Passage shown:
START

Chris- nobody but you could take a necessary but somewhat annoying and mundane chore into a clever and entertaining video! Well done!
Toshiba drives for me have always been great. Reliable, fast and reasonably priced. Im currently an N300 4tb in my custom built omv nas and had an x300 4tb before which i accidentally broke the sata connectors clean off of, pins and all during a motherboard upgrade that required the drives removal. Also have a 4tb wd blue as a cold backup, and i circulate older 1 and 2tb drives for my offsite backup, although i will likely pickup a third 4tb at the end of the year as my offsite drives are nearing a decade old at this point.
I have 8 of those 16tb Toshiba's in my NAS. A little noisy but they a have good track record with backblaze. I have been running Toshiba drives for years and have been very happy with them.
Damn that's a lot of space.
Not sure if I've seen Allen the key before. Welcome Allen.
I've said before and I'll say it again, how nice to see someone on TH-cam speaking in paragraphs without jerky cuts every 5 seconds. You even left in the bit where you went to reassemble the unit the wrong way, and who can honestly say they've never done that? The only visible camera trick is the occasional fast forward when doing up screws. The most relaxing and reassuring computer channel, and one of the most informative.
You should mention that selecting default allocation unit size during formatting will not allow you to utilize the entire disk space, if you only use a single partition. For disk of such size you need to select allocation unit size of at least 8kb.

END

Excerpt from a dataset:

START

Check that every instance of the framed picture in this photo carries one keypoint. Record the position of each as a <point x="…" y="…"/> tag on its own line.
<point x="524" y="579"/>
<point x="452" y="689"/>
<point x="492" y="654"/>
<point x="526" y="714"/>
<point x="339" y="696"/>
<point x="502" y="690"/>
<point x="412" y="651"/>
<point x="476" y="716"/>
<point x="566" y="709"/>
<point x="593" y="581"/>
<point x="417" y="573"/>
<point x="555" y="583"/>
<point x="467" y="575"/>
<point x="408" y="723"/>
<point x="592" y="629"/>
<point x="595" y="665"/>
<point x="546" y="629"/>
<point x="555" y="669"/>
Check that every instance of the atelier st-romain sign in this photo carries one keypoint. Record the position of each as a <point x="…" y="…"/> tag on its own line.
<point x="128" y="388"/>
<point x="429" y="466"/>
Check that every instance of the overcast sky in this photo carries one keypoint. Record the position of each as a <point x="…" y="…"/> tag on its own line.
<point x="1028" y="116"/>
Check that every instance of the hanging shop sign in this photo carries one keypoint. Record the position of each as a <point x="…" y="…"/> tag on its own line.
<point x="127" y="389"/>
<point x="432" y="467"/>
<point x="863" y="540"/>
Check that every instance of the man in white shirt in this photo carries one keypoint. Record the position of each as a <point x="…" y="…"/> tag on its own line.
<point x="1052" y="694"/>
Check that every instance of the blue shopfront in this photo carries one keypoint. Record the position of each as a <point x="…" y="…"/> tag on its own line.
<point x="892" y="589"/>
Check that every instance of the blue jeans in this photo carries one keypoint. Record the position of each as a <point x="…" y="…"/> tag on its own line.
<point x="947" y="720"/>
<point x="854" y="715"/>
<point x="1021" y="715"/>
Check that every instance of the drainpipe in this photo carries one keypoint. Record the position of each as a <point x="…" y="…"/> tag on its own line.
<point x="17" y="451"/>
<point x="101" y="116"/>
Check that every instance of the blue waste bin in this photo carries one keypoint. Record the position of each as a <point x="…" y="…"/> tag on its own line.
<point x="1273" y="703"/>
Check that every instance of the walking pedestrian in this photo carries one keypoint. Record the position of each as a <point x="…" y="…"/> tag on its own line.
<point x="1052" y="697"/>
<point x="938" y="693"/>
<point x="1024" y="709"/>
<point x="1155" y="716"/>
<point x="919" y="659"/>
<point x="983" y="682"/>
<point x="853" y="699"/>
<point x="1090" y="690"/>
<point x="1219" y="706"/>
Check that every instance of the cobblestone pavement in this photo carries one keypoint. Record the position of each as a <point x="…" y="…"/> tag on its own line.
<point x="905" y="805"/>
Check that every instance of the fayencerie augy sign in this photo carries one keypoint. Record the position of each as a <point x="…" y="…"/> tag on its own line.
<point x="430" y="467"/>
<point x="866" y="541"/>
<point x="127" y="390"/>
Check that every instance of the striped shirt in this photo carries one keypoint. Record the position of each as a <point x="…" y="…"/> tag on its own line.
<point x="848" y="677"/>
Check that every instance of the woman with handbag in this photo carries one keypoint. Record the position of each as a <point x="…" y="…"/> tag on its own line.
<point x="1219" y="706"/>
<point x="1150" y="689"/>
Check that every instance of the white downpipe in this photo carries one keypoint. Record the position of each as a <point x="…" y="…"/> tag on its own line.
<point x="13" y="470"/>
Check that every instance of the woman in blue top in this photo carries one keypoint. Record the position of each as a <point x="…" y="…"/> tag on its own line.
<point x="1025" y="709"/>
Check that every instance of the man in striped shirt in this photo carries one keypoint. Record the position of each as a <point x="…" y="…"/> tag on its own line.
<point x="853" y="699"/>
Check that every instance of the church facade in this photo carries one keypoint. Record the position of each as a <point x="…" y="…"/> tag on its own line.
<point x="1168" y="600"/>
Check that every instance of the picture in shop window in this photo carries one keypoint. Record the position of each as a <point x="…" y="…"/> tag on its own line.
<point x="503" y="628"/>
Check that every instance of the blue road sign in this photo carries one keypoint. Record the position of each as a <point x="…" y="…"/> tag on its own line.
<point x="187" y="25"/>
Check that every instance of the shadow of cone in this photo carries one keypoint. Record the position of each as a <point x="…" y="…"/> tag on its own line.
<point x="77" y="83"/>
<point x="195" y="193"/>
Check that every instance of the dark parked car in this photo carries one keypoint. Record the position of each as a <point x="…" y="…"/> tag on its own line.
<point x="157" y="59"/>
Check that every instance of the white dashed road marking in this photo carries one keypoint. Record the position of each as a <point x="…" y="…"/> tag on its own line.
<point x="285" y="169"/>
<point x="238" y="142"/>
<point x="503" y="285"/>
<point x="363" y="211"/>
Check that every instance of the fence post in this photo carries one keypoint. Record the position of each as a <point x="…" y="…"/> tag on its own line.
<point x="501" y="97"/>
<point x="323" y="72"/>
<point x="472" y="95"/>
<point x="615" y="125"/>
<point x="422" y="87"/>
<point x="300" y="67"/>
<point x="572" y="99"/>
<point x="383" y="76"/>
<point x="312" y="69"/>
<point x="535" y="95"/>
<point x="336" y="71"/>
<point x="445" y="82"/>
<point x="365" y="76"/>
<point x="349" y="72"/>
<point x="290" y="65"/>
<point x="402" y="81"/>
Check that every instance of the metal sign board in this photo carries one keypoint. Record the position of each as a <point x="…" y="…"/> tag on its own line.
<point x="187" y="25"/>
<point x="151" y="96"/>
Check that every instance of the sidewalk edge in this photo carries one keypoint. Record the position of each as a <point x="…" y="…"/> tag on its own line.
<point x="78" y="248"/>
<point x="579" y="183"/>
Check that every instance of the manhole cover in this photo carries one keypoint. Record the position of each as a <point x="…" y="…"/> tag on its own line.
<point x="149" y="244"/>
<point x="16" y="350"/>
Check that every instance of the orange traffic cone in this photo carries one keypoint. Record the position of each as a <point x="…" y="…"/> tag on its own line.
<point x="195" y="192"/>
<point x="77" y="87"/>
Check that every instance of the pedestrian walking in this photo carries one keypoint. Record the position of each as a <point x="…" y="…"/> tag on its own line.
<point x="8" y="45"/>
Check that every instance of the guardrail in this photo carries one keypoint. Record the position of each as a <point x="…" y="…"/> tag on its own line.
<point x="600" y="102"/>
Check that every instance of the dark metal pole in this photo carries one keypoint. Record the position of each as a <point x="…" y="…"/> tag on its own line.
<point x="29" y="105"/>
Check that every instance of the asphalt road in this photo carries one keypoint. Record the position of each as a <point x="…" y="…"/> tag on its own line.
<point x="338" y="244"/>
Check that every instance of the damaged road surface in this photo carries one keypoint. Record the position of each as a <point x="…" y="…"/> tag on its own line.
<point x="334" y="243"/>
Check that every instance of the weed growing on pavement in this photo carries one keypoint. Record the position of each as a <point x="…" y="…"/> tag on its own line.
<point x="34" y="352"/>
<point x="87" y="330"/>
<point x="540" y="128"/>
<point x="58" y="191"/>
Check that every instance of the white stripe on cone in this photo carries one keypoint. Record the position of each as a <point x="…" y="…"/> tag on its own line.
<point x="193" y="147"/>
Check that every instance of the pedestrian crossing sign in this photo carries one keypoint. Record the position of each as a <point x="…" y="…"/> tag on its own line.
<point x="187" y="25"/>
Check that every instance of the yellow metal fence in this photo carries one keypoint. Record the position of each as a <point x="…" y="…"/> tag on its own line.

END

What you will do:
• 1. According to the video comments, what minimum allocation unit size is needed to use the full disk space on a drive of that size with a single partition?
• 2. Carry on the video comments from where they stop.

Expected results:
• 1. At least 8kb.

• 2.
I had to reformat my drive, after discovering I was unable to utilize over 200GB of disk space because of this setting.
yep, worthy of research... as matching data size to the typical application can increase performance as well as utilizing the storage capacity. If you are using notepad, it doesn't matter too much, but if you have your SQL server set to 32k clusters, it's probably best to match that with disk allocation at 32k as well, for example. Happy Sunday!
I'm ready to back my 2nd NAS drive up. I have a collection of WD red 10TB drives that were in my old EX2 NAS drives. However, I've added videos here, videos there over the last 4 years or so making my backups a bit of a mess! I should sit down and check out all my drives for duplicates of videos etc. I use a docking device rather than an enclosures but store the drives in individual hard cases, so they're well protected when stored.
Update. I've purchased a Toshiba 18TB HDD from the lads at Scan. I need to back my WD PR4100 up and this drive will cover the job. 👍🏻
Wow, that LaCie D2 Quadra enclosure is a beast!
Thanks, excellent video. Back in the day, I don't think those big computer rooms ever had a total of that 16tb. 👍
So true! Greetings Alan.
Wow... Drives up to 32TB !!! My first PC had a 300ish MB HDD and I remember thinking "How I was going to ever fill up this vast storage space" ... hahaha. Amazing.
Having gone from audio tapes to 170k floppy disks on my C64, I was stunned when I used an IBM PC XT at work, with a 10MB hard drive. That same drive would today be hard pushed to store a couple of big photos.
My first PC harddisk had 20 megabytes. After buying it it was as though the future had arrived.
My first (Tandy 486) had 100MB and many bad sectors.
@@floydlooney6837 lmao, I forgot about the bad sectors.
my first personal, 4GB, (the biggest one work place at the time 2GB, most where still well IN MB sizes), Well next 4GB feel a like slow and under size 80GB, (what never going read full, how wrong was I) I have flash drives, larger capacity sizes, in my pocket?
Hi Chris. Always good to see new hardware being tested and used
Thanks 👍
Love the hardware stuff! Good grief, the drive capacities have gotten large. Currently looking at an external 4TB backup drive myself, the 1TB drives aren't enough anymore. Thanks for another great video Chris. 😎👍
I have a LaCie 'biggest disk' 2TB drive (2x1TB disks as 1 volume) still in use. Three 500GB 'big disk's are retired, but it's fun to see the big one still working
Very cool. They were/are a classic.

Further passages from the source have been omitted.